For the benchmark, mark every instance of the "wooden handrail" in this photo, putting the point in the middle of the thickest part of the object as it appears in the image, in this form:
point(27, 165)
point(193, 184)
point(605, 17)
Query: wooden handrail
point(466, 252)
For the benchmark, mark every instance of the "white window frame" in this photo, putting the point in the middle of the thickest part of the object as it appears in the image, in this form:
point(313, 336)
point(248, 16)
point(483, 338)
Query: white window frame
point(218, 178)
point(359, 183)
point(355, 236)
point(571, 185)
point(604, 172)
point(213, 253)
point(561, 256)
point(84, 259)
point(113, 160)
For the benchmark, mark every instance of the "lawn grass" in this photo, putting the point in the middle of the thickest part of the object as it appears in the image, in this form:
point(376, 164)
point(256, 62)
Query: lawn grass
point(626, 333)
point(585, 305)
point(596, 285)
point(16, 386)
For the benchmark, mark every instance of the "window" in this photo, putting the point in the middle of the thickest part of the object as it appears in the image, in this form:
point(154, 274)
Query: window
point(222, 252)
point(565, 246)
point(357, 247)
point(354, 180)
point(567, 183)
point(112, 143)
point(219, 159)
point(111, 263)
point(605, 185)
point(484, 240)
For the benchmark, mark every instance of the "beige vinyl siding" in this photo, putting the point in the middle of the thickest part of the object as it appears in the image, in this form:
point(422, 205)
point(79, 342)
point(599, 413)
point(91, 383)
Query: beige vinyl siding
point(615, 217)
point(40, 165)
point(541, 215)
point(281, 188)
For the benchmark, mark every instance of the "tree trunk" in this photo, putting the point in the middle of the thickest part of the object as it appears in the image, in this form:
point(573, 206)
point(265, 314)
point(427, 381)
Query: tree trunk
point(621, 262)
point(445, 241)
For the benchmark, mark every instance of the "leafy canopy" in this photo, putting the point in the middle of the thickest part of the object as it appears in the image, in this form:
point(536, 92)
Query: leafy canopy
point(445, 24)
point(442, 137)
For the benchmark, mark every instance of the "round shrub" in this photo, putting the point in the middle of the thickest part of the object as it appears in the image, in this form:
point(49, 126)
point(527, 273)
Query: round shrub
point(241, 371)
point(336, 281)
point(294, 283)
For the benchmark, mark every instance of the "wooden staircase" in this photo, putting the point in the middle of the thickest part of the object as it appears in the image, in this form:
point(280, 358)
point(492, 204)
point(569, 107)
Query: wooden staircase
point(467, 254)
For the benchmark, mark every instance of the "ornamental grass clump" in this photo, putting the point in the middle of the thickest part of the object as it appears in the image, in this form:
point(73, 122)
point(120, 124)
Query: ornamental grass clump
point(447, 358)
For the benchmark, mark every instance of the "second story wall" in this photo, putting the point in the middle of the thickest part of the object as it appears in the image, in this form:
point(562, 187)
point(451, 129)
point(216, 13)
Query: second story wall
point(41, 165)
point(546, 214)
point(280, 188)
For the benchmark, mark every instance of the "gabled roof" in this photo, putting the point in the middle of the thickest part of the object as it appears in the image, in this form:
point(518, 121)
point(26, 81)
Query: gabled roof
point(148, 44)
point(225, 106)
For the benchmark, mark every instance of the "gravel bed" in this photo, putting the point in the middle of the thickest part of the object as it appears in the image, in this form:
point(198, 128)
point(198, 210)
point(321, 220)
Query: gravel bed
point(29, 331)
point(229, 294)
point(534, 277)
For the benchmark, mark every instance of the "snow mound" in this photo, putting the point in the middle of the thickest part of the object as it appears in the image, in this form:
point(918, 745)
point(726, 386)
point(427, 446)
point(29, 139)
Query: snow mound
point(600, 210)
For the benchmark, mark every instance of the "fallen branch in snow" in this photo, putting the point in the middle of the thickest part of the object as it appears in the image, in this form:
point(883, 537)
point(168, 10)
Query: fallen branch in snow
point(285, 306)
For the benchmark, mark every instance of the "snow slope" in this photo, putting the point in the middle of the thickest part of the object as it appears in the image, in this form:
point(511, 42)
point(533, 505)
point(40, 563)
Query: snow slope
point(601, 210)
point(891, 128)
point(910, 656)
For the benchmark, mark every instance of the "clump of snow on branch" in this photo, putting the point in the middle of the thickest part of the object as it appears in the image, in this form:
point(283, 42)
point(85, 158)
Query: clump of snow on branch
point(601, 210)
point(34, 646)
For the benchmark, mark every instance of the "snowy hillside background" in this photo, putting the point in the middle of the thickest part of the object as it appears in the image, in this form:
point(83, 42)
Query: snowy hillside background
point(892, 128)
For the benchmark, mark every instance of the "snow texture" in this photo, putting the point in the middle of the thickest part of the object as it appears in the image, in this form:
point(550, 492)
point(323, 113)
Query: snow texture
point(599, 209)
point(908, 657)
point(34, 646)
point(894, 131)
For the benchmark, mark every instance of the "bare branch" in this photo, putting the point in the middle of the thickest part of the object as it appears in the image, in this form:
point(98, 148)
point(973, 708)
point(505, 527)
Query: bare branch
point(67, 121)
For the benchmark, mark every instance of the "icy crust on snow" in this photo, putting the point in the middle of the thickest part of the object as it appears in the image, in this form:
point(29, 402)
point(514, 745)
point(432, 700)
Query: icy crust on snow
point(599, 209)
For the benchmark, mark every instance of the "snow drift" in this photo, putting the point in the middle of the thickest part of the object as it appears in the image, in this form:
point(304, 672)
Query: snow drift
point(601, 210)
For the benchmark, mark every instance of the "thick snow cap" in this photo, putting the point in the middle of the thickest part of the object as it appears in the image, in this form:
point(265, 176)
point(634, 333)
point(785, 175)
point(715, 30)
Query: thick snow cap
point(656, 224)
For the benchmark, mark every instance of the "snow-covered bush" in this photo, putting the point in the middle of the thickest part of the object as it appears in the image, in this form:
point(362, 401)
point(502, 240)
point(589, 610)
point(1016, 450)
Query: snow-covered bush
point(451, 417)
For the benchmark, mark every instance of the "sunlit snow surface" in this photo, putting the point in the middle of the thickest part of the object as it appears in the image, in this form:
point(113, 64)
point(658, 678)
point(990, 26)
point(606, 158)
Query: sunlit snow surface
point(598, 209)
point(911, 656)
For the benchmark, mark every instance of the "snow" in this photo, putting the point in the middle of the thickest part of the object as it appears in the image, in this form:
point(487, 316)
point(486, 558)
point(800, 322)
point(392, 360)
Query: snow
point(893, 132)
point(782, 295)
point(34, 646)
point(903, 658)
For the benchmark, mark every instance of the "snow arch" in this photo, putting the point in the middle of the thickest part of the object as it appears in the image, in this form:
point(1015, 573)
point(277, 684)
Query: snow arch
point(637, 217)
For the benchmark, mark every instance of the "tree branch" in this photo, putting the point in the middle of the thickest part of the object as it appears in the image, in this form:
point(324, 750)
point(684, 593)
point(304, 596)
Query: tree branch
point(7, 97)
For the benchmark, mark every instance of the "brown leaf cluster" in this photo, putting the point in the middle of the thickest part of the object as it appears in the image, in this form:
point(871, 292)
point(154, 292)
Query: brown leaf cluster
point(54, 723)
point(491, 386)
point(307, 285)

## [Your instructions]
Rewrite everything from the start of the data above down to the line containing "point(466, 252)", both included, as a JSON list of strings with one string per line and blank lines left out.

## [Solution for this exercise]
[
  "For the benchmark, mark every instance of the \"wooden handrail\" in this photo, putting the point in the middle of the thickest part of the object as it appears in the image, in this form:",
  "point(27, 165)",
  "point(193, 184)",
  "point(605, 17)",
  "Query: wooden handrail",
  "point(466, 252)"
]